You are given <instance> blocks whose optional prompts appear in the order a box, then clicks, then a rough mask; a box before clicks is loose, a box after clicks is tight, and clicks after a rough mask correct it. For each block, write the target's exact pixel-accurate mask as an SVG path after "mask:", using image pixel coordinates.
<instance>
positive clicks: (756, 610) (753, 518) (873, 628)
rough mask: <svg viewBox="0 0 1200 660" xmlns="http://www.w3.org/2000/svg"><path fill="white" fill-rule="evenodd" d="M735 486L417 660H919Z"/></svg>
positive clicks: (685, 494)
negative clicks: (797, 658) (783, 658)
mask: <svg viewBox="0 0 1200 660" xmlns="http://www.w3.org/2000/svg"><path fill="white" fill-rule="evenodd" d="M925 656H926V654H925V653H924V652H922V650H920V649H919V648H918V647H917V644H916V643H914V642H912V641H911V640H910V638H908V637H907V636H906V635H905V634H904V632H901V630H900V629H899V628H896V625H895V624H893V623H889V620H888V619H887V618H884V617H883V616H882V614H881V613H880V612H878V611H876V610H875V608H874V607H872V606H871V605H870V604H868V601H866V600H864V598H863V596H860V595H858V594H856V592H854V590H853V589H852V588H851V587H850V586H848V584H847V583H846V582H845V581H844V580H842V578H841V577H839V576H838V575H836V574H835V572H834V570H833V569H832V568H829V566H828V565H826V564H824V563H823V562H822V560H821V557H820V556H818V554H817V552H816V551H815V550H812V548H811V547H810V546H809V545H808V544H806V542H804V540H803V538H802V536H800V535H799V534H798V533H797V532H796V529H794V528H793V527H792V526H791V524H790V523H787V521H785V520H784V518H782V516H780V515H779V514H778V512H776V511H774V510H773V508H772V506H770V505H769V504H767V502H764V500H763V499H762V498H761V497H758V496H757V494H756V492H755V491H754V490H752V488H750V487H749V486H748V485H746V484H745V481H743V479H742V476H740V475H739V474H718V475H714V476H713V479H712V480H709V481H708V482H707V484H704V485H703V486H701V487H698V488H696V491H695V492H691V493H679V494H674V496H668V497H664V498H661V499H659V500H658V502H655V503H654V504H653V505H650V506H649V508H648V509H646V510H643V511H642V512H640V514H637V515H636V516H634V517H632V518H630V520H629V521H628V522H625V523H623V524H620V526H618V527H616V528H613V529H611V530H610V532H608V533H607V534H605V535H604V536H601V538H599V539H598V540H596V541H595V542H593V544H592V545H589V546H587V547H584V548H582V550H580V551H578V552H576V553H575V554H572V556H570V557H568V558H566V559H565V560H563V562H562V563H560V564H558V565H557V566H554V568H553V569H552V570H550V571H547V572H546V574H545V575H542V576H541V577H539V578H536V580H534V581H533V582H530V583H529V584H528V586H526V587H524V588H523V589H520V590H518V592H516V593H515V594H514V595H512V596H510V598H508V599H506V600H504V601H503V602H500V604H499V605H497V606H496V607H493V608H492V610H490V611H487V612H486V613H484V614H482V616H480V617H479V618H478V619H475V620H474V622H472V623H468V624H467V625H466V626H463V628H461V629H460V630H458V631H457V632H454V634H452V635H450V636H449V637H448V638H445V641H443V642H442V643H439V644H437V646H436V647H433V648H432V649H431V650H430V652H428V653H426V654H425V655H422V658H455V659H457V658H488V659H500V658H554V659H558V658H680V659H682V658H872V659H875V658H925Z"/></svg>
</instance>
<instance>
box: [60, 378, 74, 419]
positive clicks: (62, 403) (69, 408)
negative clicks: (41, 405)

• _Brief_
Print all the entries above again, line for line, without changing a single character.

• _Exercise solution_
You are given <instance> blocks whose optional prompts appear in the order a box, then clicks, then a rough mask; a box before clicks is loose, a box after clicks is tight, and clicks after a rough mask correct it. For each block, write the target's exact pixel-accurate mask as an SVG path after "mask:", using image pixel coordinates.
<instance>
positive clicks: (756, 610) (753, 518) (873, 628)
rough mask: <svg viewBox="0 0 1200 660" xmlns="http://www.w3.org/2000/svg"><path fill="white" fill-rule="evenodd" d="M735 486L417 660H919Z"/></svg>
positive clicks: (685, 494)
negative clicks: (797, 658) (783, 658)
mask: <svg viewBox="0 0 1200 660" xmlns="http://www.w3.org/2000/svg"><path fill="white" fill-rule="evenodd" d="M925 656H926V654H925V653H924V652H922V650H920V649H919V648H918V647H917V644H916V643H914V642H912V641H911V640H910V638H908V637H907V636H906V635H905V634H904V632H901V630H900V629H899V628H896V625H895V624H893V623H889V620H888V619H887V618H884V617H883V616H882V614H881V613H880V612H878V611H876V610H875V608H874V607H872V606H871V605H870V604H868V601H866V600H864V598H863V596H860V595H858V594H856V592H854V590H853V589H852V588H851V587H850V586H848V584H847V583H846V582H845V581H844V580H842V578H841V577H839V576H838V575H836V574H835V572H834V570H833V569H832V568H829V566H828V565H826V564H824V563H823V562H822V560H821V557H820V556H818V554H817V552H816V551H815V550H812V548H811V547H810V546H809V545H808V544H806V542H804V540H803V538H802V536H800V535H799V534H798V533H797V532H796V529H794V528H793V527H792V526H791V524H790V523H787V521H785V520H784V518H782V516H780V515H779V514H778V512H776V511H774V510H773V508H772V506H770V505H769V504H767V502H764V500H763V499H762V498H761V497H758V496H757V494H756V492H755V491H754V490H752V488H750V487H749V486H748V485H746V484H745V481H743V479H742V476H740V475H739V474H718V475H714V476H713V479H712V480H709V481H708V482H707V484H704V485H703V486H701V487H698V488H696V491H695V492H691V493H679V494H674V496H668V497H664V498H661V499H659V500H658V502H655V503H654V504H653V505H650V506H649V508H648V509H646V510H643V511H642V512H640V514H637V515H636V516H634V517H632V518H630V520H629V521H628V522H625V523H623V524H620V526H618V527H616V528H613V529H611V530H610V532H608V533H607V534H605V535H604V536H601V538H599V539H598V540H596V541H595V542H593V544H592V545H589V546H587V547H584V548H582V550H580V551H578V552H576V553H575V554H572V556H570V557H568V558H566V559H565V560H563V562H562V563H560V564H558V565H557V566H554V568H553V569H552V570H550V571H547V572H546V574H545V575H542V576H541V577H539V578H536V580H534V581H533V582H530V583H529V584H528V586H526V587H524V588H523V589H520V590H518V592H516V593H515V594H514V595H512V596H510V598H508V599H506V600H504V601H503V602H500V604H499V605H497V606H496V607H493V608H492V610H490V611H487V612H486V613H484V614H482V616H480V617H479V618H478V619H475V620H474V622H472V623H468V624H467V625H466V626H463V628H461V629H460V630H458V631H457V632H454V634H452V635H450V636H449V637H448V638H445V641H443V642H442V643H439V644H437V646H436V647H433V648H432V649H431V650H430V652H428V653H426V654H425V655H422V658H455V659H457V658H488V659H500V658H554V659H558V658H680V659H682V658H872V659H875V658H925Z"/></svg>
</instance>
<instance>
box: [60, 378, 74, 419]
positive clicks: (62, 403) (69, 408)
negative clicks: (41, 405)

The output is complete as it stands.